> [AIM 1]: Copy the records below word for word, running from the start of the records through the line that contains "x=137 y=689", with both ends included.

> [TEXT PROVIDED]:
⟨
Tonight I tried to take my cat for a walk. We had limited success. He was pretty happy until I wouldn’t let him sit in the weeds all night. Then we had a bit of a tiff, which I won after several minutes of coaxing, pulling, cajoling, and hissing (him, not me).
You might be wondering (most normal people would) why I was walking my cat, and the best explanation I can come up with is that we were both bored and we both wanted to be outside, even though I am currently covered in bug bites and smell like chemicals. But that’s the point of tonight’s blog – I would rather swat mosquitoes and beer bugs than sit safely indoors. For me, that’s the point of summer – to get outside and explore the world. That would be Midnight’s point too, but he is not allowed unsupervised outdoor visits due to neighborhood garden pooping and baby bunny decapitating.
⟩
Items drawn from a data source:
⟨
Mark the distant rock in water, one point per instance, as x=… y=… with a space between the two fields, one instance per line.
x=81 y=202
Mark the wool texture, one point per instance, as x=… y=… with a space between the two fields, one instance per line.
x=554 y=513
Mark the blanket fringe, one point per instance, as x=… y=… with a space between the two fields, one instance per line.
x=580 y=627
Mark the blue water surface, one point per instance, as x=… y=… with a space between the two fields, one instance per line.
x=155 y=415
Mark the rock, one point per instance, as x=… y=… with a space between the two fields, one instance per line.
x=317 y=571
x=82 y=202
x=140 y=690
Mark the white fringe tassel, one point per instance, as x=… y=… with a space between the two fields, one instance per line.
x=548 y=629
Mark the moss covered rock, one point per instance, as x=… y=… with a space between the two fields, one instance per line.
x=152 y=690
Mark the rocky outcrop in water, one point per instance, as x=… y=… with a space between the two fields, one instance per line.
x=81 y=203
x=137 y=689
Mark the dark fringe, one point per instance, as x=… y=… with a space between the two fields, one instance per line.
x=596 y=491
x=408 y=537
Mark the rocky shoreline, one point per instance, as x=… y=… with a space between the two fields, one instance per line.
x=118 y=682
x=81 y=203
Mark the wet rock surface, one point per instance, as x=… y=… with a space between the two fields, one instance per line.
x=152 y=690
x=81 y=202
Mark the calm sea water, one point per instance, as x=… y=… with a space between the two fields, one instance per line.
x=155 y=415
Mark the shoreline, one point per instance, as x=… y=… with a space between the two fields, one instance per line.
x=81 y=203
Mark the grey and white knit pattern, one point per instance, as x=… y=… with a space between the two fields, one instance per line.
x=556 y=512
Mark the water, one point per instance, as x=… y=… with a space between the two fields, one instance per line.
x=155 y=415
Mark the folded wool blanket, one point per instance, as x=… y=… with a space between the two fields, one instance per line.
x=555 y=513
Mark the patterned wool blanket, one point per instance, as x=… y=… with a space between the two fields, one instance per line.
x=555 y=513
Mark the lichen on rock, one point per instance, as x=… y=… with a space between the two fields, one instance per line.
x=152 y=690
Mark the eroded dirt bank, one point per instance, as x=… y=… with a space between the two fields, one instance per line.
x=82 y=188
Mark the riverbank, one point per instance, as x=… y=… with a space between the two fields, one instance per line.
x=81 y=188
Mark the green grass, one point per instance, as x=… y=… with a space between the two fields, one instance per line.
⟩
> [AIM 2]: Continue the text above about taking a cat for a walk, picking up right after its final sentence.

> [REPLY 1]:
Mark the distant rock in water, one point per instance, as x=… y=… with a space between the two fields, one instance per line.
x=81 y=202
Mark the wool texture, one point per instance, as x=… y=… with a space between the two fields, one instance per line.
x=554 y=513
Mark the blanket fringe, one point per instance, as x=… y=… with a space between the two fields, one instance per line.
x=580 y=627
Mark the blue water surface, one point per instance, as x=… y=… with a space between the two fields, one instance per line.
x=155 y=415
Mark the rock, one point per instance, as x=… y=… with a space between the two fields, one instance per line.
x=317 y=571
x=82 y=202
x=140 y=690
Mark the white fringe tassel, one point per instance, as x=… y=… with a space between the two fields, one instance per line.
x=548 y=629
Mark the moss covered rock, one point per instance, as x=… y=… with a space between the two fields, one instance per line.
x=152 y=690
Mark the rocky outcrop in water, one point per instance, as x=… y=… with a space between the two fields, one instance per line.
x=81 y=203
x=137 y=689

> [REPLY 2]:
I have had several outings since my last photo blog. I even took a break from sunsets to switch to wild flowers and waterfalls for a bit. My traipsing around snapping photos has earned me 280 miles on my Cannondale and around 30 on my Townie – not a bad start, although I would like to finish up the season at 2000 overall. We will see how ambitious I get, and who wins my weekends – the bike or the beach. Of course, if I bought a Burley, I could throw my cooler and lawn chair in it, and bike TO the beach…hmmmmm…
My first pictures are not outdoor explorations. My friend, Joe, the captain of our mTT (My Team Triumph) Bellin Team from last year came to my day job to rally the troops about mTT and tell his story (always worth repeating – you can read it here). Any day I get to see Joe is a good day, and it’s wonderful to see him spreading his wings as the race ambassador for mTT. If you are looking for an organization to add meaning and heart to your running, check them out and sign up to be an angel. Life changing, I’m tellin’ ya. DO. IT.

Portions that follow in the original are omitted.